» Quoted text:

#####

The 2011 American Silver Eagle Uncirculated Coin marks a return to a series of strikes dating back to 2006. The United States Mint released the 2011-W, or West Point minted, uncirculated Silver Eagle on September 15, 2011 at a price of $60.45. The Mint also announced that it would release a special 2011-S, or San Francisco minted, Silver Eagle in late October within its 5-coin 25th Anniversary American Silver Eagle Set.
The uncirculated coins were struck annually until the United States Mint canceled their production in 2009 in order to divert all available blank planchets towards the Silver Eagle Bullion Coin. Investors were purchasing the bullion coins in record numbers which proved problematic for the Mint as is struggled to keep up with demand, which it was required by law to do so at the time. The Mint also cancelled the 2009 Proof Silver Eagle that year.

#####

» Data lines:
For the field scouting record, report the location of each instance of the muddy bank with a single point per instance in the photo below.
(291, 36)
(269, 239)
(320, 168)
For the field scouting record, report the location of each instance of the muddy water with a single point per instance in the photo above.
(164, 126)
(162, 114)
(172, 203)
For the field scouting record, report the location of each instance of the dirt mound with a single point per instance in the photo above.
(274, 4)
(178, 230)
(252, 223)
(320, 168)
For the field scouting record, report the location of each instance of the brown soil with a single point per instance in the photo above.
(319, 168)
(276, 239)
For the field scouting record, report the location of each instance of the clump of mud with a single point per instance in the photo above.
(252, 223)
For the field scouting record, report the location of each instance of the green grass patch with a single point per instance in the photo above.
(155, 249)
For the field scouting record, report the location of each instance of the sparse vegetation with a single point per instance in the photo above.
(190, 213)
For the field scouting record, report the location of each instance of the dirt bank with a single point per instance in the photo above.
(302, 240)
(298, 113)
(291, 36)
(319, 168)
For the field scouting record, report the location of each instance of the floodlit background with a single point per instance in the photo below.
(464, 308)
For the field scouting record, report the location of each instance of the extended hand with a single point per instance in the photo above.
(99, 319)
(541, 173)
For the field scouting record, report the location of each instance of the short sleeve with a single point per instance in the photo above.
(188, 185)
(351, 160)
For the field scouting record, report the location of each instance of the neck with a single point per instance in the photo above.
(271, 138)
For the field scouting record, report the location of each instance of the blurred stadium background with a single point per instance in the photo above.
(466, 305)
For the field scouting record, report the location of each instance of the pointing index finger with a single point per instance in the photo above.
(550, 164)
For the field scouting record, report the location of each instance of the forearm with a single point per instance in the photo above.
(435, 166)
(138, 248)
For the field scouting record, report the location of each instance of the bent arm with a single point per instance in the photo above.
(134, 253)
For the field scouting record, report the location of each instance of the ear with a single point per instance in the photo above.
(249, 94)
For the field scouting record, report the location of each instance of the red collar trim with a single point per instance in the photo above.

#####

» Stated goal 1:
In the passage on the Silver Eagle, what price did the United States Mint set for the 2011-W uncirculated coin?
» Stated goal 2:
Rewrite the passage on the Silver Eagle from "The 2011 American" to "Silver Eagle Set.", substituting "early November" for "late October".
The records were drawn from a separate source.

» Written reply 1:
$60.45

» Written reply 2:
The 2011 American Silver Eagle Uncirculated Coin marks a return to a series of strikes dating back to 2006. The United States Mint released the 2011-W, or West Point minted, uncirculated Silver Eagle on September 15, 2011 at a price of $60.45. The Mint also announced that it would release a special 2011-S, or San Francisco minted, Silver Eagle in early November within its 5-coin 25th Anniversary American Silver Eagle Set.